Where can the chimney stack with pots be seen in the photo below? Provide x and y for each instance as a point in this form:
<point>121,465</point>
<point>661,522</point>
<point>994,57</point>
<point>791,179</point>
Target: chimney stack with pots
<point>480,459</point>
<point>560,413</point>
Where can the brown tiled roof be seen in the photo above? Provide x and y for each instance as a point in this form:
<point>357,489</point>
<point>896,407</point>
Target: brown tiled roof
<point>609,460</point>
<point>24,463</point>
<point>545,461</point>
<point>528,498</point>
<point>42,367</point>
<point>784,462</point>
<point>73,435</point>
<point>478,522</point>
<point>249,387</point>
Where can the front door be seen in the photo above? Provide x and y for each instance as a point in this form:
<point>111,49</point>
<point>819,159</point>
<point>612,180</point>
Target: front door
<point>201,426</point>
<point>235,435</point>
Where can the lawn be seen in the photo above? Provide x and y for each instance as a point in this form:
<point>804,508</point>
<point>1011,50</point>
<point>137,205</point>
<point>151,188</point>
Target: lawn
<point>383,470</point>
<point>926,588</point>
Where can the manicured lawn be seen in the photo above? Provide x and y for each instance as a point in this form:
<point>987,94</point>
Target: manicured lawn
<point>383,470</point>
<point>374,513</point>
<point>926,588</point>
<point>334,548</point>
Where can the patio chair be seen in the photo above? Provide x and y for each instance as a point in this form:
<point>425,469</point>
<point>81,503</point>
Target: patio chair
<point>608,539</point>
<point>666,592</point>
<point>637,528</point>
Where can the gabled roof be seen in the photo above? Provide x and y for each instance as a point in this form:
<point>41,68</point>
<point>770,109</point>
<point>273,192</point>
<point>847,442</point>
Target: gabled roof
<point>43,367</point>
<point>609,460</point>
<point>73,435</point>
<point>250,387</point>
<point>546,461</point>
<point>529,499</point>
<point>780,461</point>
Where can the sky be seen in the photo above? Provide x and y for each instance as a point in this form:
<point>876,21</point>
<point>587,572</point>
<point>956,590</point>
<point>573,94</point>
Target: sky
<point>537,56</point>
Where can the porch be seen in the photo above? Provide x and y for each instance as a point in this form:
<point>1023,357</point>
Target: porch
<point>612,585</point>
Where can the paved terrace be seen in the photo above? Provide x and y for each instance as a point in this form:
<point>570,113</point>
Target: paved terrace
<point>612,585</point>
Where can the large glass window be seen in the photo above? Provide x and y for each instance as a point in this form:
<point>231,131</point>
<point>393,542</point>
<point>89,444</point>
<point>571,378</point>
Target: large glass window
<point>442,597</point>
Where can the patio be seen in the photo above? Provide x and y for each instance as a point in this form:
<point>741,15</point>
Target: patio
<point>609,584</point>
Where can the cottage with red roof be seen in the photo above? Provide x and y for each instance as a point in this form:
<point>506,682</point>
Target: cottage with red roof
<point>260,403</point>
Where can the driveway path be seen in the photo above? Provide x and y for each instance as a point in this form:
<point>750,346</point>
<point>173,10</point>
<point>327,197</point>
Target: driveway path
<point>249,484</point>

#### Required task
Could you transcribe all of the items above line for line, without changing a single character?

#### Exercise solution
Where can the chimney stack with pots be seen in the photo below? Provide x and y for each instance as a point in this form:
<point>121,465</point>
<point>661,522</point>
<point>994,57</point>
<point>791,179</point>
Target: chimney stack with pots
<point>480,459</point>
<point>560,413</point>
Where can the brown tiled roof be seen in the photo above? Provide x and y for each instance as a point in this form:
<point>357,489</point>
<point>896,407</point>
Target: brown tiled roof
<point>609,460</point>
<point>24,463</point>
<point>545,461</point>
<point>528,498</point>
<point>42,367</point>
<point>784,462</point>
<point>73,435</point>
<point>478,522</point>
<point>249,387</point>
Where can the front door be seen in the photo above? Provide x and y for each instance as a point in this form:
<point>111,49</point>
<point>819,159</point>
<point>612,180</point>
Target: front door
<point>201,426</point>
<point>235,435</point>
Where can the lawn be seen in the photo above? Provide x and y for each instance as a point in this form:
<point>804,508</point>
<point>1011,50</point>
<point>137,205</point>
<point>151,188</point>
Target: lawn
<point>383,470</point>
<point>926,588</point>
Where can the manicured lawn be seen in the photo above? Provide x and y for each instance as a point in this form:
<point>987,94</point>
Target: manicured lawn
<point>383,470</point>
<point>374,513</point>
<point>926,588</point>
<point>334,548</point>
Where can the patio chair be seen in the photo above? Provide x and y for each instance as a point in this form:
<point>425,469</point>
<point>81,503</point>
Target: patio chair
<point>608,539</point>
<point>666,592</point>
<point>637,528</point>
Where can the gabled roof be seen in the photo above? Provide x and y for each instance as a point in this form:
<point>41,68</point>
<point>770,109</point>
<point>273,192</point>
<point>847,442</point>
Target: gabled roof
<point>43,367</point>
<point>609,460</point>
<point>73,435</point>
<point>250,387</point>
<point>546,461</point>
<point>529,499</point>
<point>780,461</point>
Where can the sky be seen in the photo above? Provide x and y for each instance as a point in this form:
<point>876,21</point>
<point>587,572</point>
<point>956,590</point>
<point>573,94</point>
Target: sky
<point>537,56</point>
Where can the porch be seen in the photo above? Provide x and y for each instance as a point in this form:
<point>1023,357</point>
Target: porch
<point>612,585</point>
Where can the paved terrace be seen in the photo above? Provide x and y for each instance as a point in this form:
<point>570,113</point>
Target: paved terrace
<point>612,585</point>
Where can the large glass window be seen in the photo above? Provide x and y for each instance as a point in this form:
<point>231,131</point>
<point>393,542</point>
<point>89,444</point>
<point>571,378</point>
Target: large glass window
<point>442,597</point>
Where can the patio be seen in the photo above? Provide x and y for each instance as a point in this form:
<point>741,15</point>
Target: patio
<point>609,584</point>
Where can the cottage with red roof be seen in the photo above? Provide x and y for each instance as a point in this form:
<point>506,682</point>
Target: cottage with red roof
<point>260,403</point>
Where can the driveway path be seen in the photo above? Provide x and y for each instance as a point in this form:
<point>750,346</point>
<point>173,10</point>
<point>327,197</point>
Target: driveway path
<point>249,484</point>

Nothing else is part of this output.